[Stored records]
============================================================
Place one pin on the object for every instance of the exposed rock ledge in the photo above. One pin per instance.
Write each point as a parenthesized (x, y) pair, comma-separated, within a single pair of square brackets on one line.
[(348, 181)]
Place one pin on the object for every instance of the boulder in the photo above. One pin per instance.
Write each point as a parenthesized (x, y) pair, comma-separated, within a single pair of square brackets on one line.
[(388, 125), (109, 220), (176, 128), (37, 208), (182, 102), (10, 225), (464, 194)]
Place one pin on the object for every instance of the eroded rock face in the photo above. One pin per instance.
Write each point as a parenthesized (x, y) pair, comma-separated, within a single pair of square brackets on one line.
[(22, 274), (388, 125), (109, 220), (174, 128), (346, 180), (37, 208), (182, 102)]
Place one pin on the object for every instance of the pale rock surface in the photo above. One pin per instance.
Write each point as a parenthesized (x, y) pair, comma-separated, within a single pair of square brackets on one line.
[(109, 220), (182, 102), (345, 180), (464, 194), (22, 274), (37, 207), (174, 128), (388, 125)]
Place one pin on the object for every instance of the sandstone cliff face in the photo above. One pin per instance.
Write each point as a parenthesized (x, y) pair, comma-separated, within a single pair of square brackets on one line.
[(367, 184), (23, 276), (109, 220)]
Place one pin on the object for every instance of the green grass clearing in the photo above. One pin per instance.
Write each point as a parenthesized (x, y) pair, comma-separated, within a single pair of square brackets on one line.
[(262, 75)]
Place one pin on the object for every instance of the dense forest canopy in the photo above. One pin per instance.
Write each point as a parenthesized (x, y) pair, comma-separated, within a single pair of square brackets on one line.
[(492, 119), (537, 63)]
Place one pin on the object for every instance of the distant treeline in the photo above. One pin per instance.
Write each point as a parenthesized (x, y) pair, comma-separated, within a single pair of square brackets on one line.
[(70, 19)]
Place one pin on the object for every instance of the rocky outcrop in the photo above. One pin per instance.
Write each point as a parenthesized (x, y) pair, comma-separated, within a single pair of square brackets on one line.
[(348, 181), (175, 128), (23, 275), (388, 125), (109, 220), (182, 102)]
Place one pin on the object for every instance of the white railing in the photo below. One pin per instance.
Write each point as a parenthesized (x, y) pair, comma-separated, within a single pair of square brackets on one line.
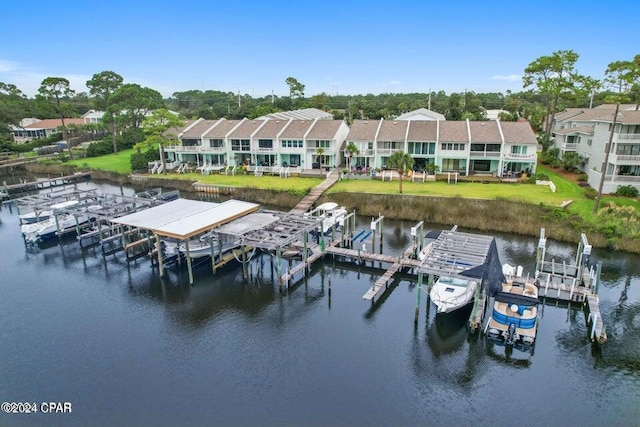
[(627, 157), (511, 156), (629, 136), (194, 149), (484, 154), (388, 150), (625, 178)]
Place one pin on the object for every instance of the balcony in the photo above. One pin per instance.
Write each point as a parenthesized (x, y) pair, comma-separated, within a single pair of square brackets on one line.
[(314, 150), (388, 151), (485, 154), (521, 157), (628, 159), (628, 137), (194, 149)]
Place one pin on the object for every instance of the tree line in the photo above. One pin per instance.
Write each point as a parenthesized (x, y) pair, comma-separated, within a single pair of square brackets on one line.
[(551, 83)]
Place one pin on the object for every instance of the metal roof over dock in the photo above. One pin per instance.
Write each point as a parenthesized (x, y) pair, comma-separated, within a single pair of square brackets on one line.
[(182, 218), (454, 254), (268, 230)]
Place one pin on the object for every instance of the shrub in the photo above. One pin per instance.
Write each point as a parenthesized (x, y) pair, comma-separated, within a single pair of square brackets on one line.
[(590, 193), (626, 191)]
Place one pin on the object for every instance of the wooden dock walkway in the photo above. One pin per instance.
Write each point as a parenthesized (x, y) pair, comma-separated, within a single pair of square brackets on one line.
[(307, 201), (46, 183), (597, 331), (573, 282), (382, 284)]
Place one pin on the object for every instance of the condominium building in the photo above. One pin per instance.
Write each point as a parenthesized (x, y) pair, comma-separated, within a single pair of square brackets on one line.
[(466, 147), (300, 144), (587, 131)]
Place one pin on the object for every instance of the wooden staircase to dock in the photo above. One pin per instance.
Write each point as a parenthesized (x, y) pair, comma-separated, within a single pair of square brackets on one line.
[(307, 201)]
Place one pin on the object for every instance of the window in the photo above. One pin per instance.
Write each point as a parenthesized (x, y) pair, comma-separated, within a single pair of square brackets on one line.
[(240, 145), (422, 148), (190, 142), (455, 146), (451, 165), (265, 143), (288, 143)]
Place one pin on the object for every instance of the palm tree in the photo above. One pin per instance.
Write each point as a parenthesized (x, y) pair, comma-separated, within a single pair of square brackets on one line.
[(319, 153), (402, 162)]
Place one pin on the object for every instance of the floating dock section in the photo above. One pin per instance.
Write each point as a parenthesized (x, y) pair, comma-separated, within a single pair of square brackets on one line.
[(574, 281)]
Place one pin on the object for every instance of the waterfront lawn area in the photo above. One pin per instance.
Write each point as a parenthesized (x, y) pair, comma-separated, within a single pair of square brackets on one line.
[(119, 163), (267, 182)]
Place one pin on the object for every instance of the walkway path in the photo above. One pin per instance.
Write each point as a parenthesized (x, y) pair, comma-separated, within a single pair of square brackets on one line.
[(315, 193)]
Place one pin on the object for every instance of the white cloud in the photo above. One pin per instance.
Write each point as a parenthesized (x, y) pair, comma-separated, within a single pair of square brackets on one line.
[(508, 78), (7, 66)]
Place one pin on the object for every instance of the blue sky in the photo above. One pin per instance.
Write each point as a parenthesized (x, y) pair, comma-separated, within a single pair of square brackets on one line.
[(345, 47)]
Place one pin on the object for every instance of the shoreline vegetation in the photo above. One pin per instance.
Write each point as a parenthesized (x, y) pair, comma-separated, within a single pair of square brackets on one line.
[(517, 208)]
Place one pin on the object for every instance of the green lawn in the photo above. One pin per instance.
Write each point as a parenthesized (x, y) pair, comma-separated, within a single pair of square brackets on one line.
[(119, 163), (512, 191), (250, 181), (529, 193)]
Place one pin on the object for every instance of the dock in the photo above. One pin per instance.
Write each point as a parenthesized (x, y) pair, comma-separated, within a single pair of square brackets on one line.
[(43, 184), (307, 201), (573, 281)]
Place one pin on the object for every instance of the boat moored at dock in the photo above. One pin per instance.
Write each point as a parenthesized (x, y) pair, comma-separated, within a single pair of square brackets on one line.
============================================================
- Required work: How many of the lines above contain the word "wooden"? Give the number alone.

- Response to the task: 2